Supply Chain Planning: The knock-on effect from demand planning to the supply chain planning team in general is quite significant because of the integration of these teams. Benefits start moving beyond the scope of demand planning and have a wider impact on the organisation.

  • Capacity synchronisation and scheduling through improved and more accurate demand plan.

  • Effective inventory planning because of improvement of capacity and scheduling improvements, leading to lower working capital and reduction in safety stock required for products at the DC level.

  • Lower level of OOS as there is a reduction in capacity mismatch with demand.

  • Higher customer service levels through more product availability in the logistics and distribution network.

Logistics and Distribution: Replenishment teams in general take the brunt of fallout when things go wrong in the supply chain. Within Demand Sensing, the replenishment aspect is dramatically improved because of the increased visibility of data both upstream and downstream within the value chain. Thus, within the logistics and distribution arena what can be observed is:

  • Improved deployment planning because of more visibility of working capital within the distribution network has an impact on reducing OOS and excess inventory as the deployment team can better plan where product is required to meet customer requirements.

  • Improvements in order fill rates because of the availability of stock.

  • Transport and deployment scheduling efficiency is increased because of improved visibility of customer requirements.

  • Network planning improvements as the Demand Sensing data allow for effective planning of distribution requirements because of the upstream data flowing through to create a more detailed network requirements plan.

Sales and Marketing: Although large parts of Demand Sensing improve the supply chain functions of demand and supply planning and logistics and fulfilment, there are additional benefits that can be derived by the sales and marketing functions within CPG organisations.

  • Improved OSA because of link of supply chain data with demand planning.

  • Increase in revenue because of higher level of services provided by the organisation to customers and ultimately consumers.

  • Reduction in product obsolescence because of improved demand plans that minimise obsolescence obtained on product phasing, that is, iPhone 3 to iPhone 4 and through improved planning on short shelf life products.

  • Improved customer satisfaction because of the availability of products on-shelf.

  • Improvement of new product introduction through better customer insight at POS.

  • Synching sales and marketing plan with demand plan to drive one forecasted number.

  • Merchandising optimisation as customer insight is used more effectively.

  • Field sales optimisation as reduced latency of sales data impacts how the field sales operation approaches customers.

Manufacturing and Suppliers: Within the manufacturing and supplier environment, the knock-on effect from Demand Sensing is not always clear-cut because of its application more to upstream data than to downstream data. OneNetwork27 highlighted with its solution that Demand Sensing can be applied further downstream as it did with Del Monte and thus benefits can be identified at the manufacturing and supplier side of organisations:

  • Reduced inventory at raw materials/packaging suppliers because of the knock-on effect from improved working capital position at CPG organisations.

  • Lead time improvement because of the improved use of real-time forecast to drive enhanced scheduling and procurement.

  • Lower cost and prices because of more stable purchase plans that allow for better term negotiations with suppliers and contract manufacturers.

  • More reliable levels of supply as there is a more stable demand pattern that feeds through the BOM (Bill Of Materials) that gets passed back to suppliers who can plan more effectively.

YOUR INSTRUCTIONS:
Put this sentence from the demand sensing text into Spanish: "Replenishment teams in general take the brunt of fallout when things go wrong in the supply chain."

DATA ENTRIES:
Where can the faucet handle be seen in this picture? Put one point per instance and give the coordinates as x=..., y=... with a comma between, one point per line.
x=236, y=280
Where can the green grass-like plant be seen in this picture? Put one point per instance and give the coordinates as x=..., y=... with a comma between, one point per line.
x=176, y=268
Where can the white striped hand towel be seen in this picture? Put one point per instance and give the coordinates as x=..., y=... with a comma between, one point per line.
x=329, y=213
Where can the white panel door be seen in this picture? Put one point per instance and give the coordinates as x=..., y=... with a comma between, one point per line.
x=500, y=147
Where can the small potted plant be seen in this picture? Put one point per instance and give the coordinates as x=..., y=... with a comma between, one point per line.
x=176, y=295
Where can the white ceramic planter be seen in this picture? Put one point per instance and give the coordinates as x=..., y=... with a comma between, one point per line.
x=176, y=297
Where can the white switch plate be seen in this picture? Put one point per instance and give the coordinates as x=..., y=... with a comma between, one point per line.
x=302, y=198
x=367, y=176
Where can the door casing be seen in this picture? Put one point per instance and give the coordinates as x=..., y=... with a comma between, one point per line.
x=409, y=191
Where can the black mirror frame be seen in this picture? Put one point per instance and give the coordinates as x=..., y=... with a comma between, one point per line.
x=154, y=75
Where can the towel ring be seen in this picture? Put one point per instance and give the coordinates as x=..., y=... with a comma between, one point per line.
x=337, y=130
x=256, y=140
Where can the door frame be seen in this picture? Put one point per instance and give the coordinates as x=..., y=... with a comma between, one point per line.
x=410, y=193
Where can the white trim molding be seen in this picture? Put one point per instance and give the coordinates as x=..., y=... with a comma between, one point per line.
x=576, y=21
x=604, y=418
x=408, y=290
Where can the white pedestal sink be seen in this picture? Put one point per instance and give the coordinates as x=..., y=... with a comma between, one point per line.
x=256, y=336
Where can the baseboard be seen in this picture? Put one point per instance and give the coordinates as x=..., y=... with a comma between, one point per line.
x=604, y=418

SOLUTION TO THE PROBLEM:
En general, los equipos de reabastecimiento son los que más sufren las consecuencias cuando algo sale mal en la cadena de suministro.